Exercise brief :: Repeat every record below exactly, but leave out any pictures.

Material to process ::
::::::
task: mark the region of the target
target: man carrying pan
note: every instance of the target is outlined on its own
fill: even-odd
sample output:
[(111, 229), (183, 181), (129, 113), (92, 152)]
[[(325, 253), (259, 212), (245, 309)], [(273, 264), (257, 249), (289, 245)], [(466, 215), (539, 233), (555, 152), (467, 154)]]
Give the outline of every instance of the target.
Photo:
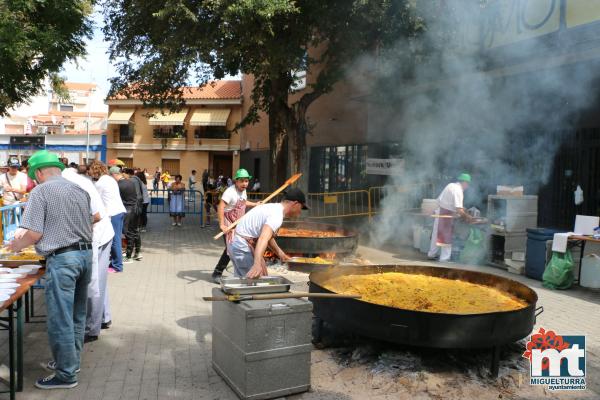
[(306, 196), (297, 188), (288, 189), (281, 203), (262, 204), (250, 210), (235, 228), (227, 250), (236, 277), (259, 278), (268, 275), (264, 259), (269, 247), (280, 260), (290, 257), (275, 242), (277, 230), (284, 218), (295, 218), (307, 210)]

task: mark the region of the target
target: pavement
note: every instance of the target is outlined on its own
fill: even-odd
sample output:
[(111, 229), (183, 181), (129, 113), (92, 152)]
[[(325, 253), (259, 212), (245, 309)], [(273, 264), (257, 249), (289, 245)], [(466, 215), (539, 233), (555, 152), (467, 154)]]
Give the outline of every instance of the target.
[[(113, 325), (102, 331), (98, 341), (85, 345), (79, 385), (53, 391), (34, 387), (36, 379), (49, 374), (43, 366), (50, 359), (45, 317), (37, 317), (36, 322), (26, 324), (24, 390), (17, 398), (236, 399), (211, 366), (211, 305), (201, 299), (215, 286), (210, 275), (223, 250), (223, 242), (212, 239), (216, 232), (214, 225), (201, 227), (199, 216), (188, 215), (182, 227), (173, 227), (167, 215), (151, 214), (142, 239), (143, 261), (109, 275)], [(422, 258), (411, 251), (364, 246), (359, 253), (378, 264)], [(587, 335), (589, 390), (581, 398), (600, 398), (600, 291), (552, 291), (540, 282), (500, 269), (465, 268), (508, 276), (534, 288), (544, 307), (536, 331), (543, 326), (559, 334)], [(37, 293), (36, 312), (45, 313), (42, 291)], [(3, 379), (7, 377), (7, 353), (6, 333), (0, 332)], [(314, 389), (290, 398), (361, 398), (338, 392), (330, 380), (316, 382), (315, 360), (323, 358), (319, 351), (313, 352)], [(0, 399), (8, 399), (8, 395), (0, 394)]]

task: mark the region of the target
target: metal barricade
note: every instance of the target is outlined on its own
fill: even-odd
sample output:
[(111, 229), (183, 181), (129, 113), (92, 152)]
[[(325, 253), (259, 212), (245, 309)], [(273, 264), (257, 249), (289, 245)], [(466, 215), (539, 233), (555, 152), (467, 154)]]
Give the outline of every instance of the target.
[(419, 208), (424, 198), (433, 196), (433, 184), (414, 183), (401, 186), (376, 186), (369, 188), (371, 199), (370, 215), (379, 214), (383, 200), (394, 196), (394, 205), (397, 210)]
[(4, 243), (11, 241), (21, 223), (21, 215), (26, 203), (18, 203), (0, 207), (2, 213), (2, 240)]
[[(170, 213), (172, 190), (150, 189), (148, 190), (148, 194), (150, 195), (148, 214)], [(185, 190), (182, 195), (184, 212), (190, 215), (200, 215), (200, 221), (204, 224), (204, 196), (202, 192), (198, 190)]]
[(369, 216), (371, 201), (367, 190), (345, 192), (309, 193), (308, 218), (338, 218)]

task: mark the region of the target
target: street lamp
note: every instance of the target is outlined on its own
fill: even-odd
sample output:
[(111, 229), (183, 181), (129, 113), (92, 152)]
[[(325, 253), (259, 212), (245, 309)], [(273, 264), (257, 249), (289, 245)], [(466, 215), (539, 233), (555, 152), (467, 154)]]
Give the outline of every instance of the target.
[(90, 97), (88, 98), (88, 116), (85, 121), (85, 131), (86, 131), (86, 142), (85, 142), (85, 163), (89, 164), (90, 162), (90, 118), (91, 118), (91, 108), (92, 108), (92, 93), (94, 93), (94, 88), (90, 88)]

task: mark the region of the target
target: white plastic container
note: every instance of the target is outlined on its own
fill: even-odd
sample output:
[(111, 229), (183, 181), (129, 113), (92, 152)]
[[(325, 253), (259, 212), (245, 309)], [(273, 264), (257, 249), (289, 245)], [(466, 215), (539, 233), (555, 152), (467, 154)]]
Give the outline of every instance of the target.
[(589, 254), (583, 257), (579, 285), (592, 289), (600, 289), (600, 257), (596, 254)]
[(41, 265), (34, 265), (34, 264), (26, 264), (26, 265), (21, 265), (19, 267), (20, 270), (27, 271), (27, 274), (29, 274), (29, 275), (37, 274), (37, 272), (39, 271), (40, 268), (42, 268)]
[(419, 249), (421, 247), (421, 230), (423, 228), (419, 224), (414, 224), (412, 226), (413, 233), (413, 247), (415, 249)]
[(437, 199), (423, 199), (421, 201), (421, 212), (423, 214), (431, 215), (438, 208)]

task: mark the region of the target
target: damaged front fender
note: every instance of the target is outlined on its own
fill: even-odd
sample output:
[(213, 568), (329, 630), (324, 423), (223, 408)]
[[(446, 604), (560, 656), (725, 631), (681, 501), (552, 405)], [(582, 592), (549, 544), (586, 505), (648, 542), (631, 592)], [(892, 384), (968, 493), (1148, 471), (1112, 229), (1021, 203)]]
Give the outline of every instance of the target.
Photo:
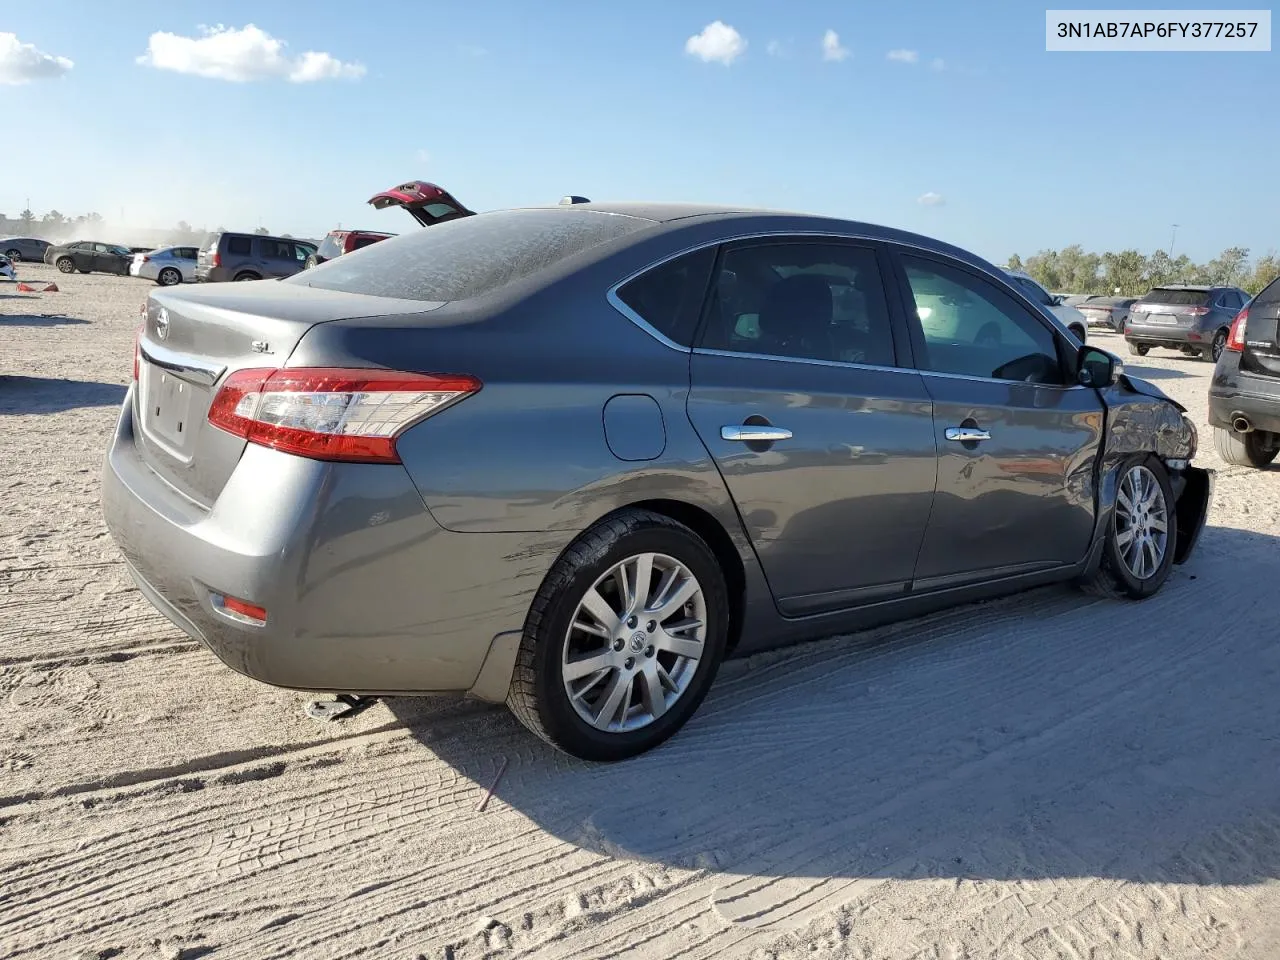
::::::
Answer to the exercise ::
task: mark the region of the target
target: man carrying pan
note: every instance of the target is outlined on its own
fill: even-odd
sample output:
[(111, 229), (183, 181), (129, 113), (92, 152)]
[[(325, 253), (259, 212), (245, 309)], [(273, 264), (257, 249), (289, 245)], [(466, 215), (539, 233), (555, 152), (467, 154)]]
Give the outline of every instance of the target.
Photo:
[(306, 196), (297, 188), (288, 189), (281, 203), (262, 204), (250, 210), (235, 228), (227, 250), (236, 277), (259, 278), (268, 275), (264, 259), (269, 247), (280, 260), (290, 257), (275, 242), (277, 230), (284, 218), (295, 218), (307, 210)]

task: mark the region of the target
target: pavement
note: every instance of the target is outlined on its own
fill: even-odd
sample output:
[(111, 229), (183, 181), (129, 113), (92, 152)]
[[(325, 253), (259, 212), (245, 309)], [(273, 264), (257, 249), (289, 245)], [(466, 215), (539, 233), (555, 152), (467, 154)]]
Give the outline of every instance of the target.
[[(113, 325), (102, 331), (98, 341), (85, 345), (79, 385), (53, 391), (34, 387), (36, 379), (49, 374), (43, 366), (50, 359), (45, 317), (37, 317), (36, 322), (26, 324), (24, 390), (17, 398), (236, 399), (211, 366), (211, 305), (201, 299), (215, 286), (210, 275), (223, 250), (223, 242), (212, 239), (216, 232), (214, 225), (201, 227), (199, 216), (188, 215), (182, 227), (173, 227), (167, 215), (151, 214), (142, 239), (143, 261), (109, 275)], [(422, 258), (411, 251), (364, 246), (359, 253), (378, 264)], [(587, 335), (589, 390), (581, 398), (600, 398), (600, 291), (552, 291), (540, 282), (500, 269), (465, 268), (508, 276), (534, 288), (544, 307), (536, 331), (543, 326), (559, 334)], [(37, 293), (36, 312), (45, 313), (42, 291)], [(3, 379), (7, 377), (7, 353), (6, 333), (0, 332)], [(314, 389), (290, 398), (361, 398), (338, 392), (330, 380), (316, 382), (315, 360), (323, 358), (319, 351), (313, 352)], [(0, 399), (8, 399), (8, 395), (0, 394)]]

task: mark the region of the target
target: metal barricade
note: every instance of the target is outlined on its own
fill: even-odd
sample output:
[(111, 229), (183, 181), (129, 113), (92, 152)]
[[(325, 253), (259, 212), (245, 309)], [(273, 264), (257, 249), (289, 245)], [(466, 215), (539, 233), (555, 152), (467, 154)]]
Give the outline of every instance of the target.
[(419, 208), (424, 198), (433, 196), (433, 184), (414, 183), (401, 186), (376, 186), (369, 188), (371, 199), (370, 215), (379, 214), (383, 200), (394, 196), (394, 205), (397, 210)]
[(4, 243), (11, 241), (21, 223), (21, 215), (26, 203), (18, 203), (0, 207), (2, 213), (2, 240)]
[[(170, 213), (172, 190), (150, 189), (148, 190), (148, 194), (150, 195), (148, 214)], [(185, 190), (182, 195), (184, 212), (190, 215), (200, 215), (200, 221), (204, 224), (204, 196), (202, 192), (198, 190)]]
[(369, 216), (371, 201), (367, 190), (345, 192), (309, 193), (308, 218), (338, 218)]

task: mark the region of the target
target: street lamp
note: every instance of the target is outlined on its own
fill: even-odd
sample output:
[(111, 229), (183, 181), (129, 113), (92, 152)]
[[(325, 253), (259, 212), (245, 309)], [(273, 264), (257, 249), (289, 245)], [(466, 215), (539, 233), (555, 152), (467, 154)]]
Give the outline of every instance of the target.
[(90, 97), (88, 98), (88, 116), (85, 121), (85, 131), (86, 131), (86, 142), (85, 142), (85, 163), (89, 164), (90, 162), (90, 118), (91, 118), (91, 108), (92, 108), (92, 93), (94, 93), (94, 88), (90, 88)]

task: mark the region of the target
target: white plastic container
note: every instance of the target is outlined on its own
fill: even-odd
sample output:
[(111, 229), (183, 181), (129, 113), (92, 152)]
[[(325, 253), (259, 212), (245, 309)], [(273, 264), (257, 249), (289, 245)], [(466, 215), (539, 233), (555, 152), (467, 154)]]
Give the outline of every instance of the target.
[(589, 254), (583, 257), (579, 285), (592, 289), (600, 289), (600, 257), (596, 254)]
[(41, 265), (34, 265), (34, 264), (26, 264), (26, 265), (21, 265), (19, 267), (20, 270), (27, 271), (27, 274), (29, 274), (29, 275), (37, 274), (37, 272), (39, 271), (40, 268), (42, 268)]
[(419, 249), (421, 247), (421, 230), (423, 228), (419, 224), (414, 224), (412, 226), (413, 233), (413, 247), (415, 249)]
[(437, 199), (423, 199), (421, 201), (421, 212), (423, 214), (431, 215), (438, 208)]

task: mark the region of the target
target: damaged front fender
note: every instance of the target is outlined on its own
fill: even-odd
sample output:
[(213, 568), (329, 630), (324, 423), (223, 408)]
[[(446, 604), (560, 656), (725, 631), (681, 501), (552, 405)], [(582, 592), (549, 544), (586, 505), (648, 542), (631, 592)], [(892, 384), (968, 493), (1148, 471), (1112, 229), (1021, 203)]]
Give the outline of every instance of the target.
Photo:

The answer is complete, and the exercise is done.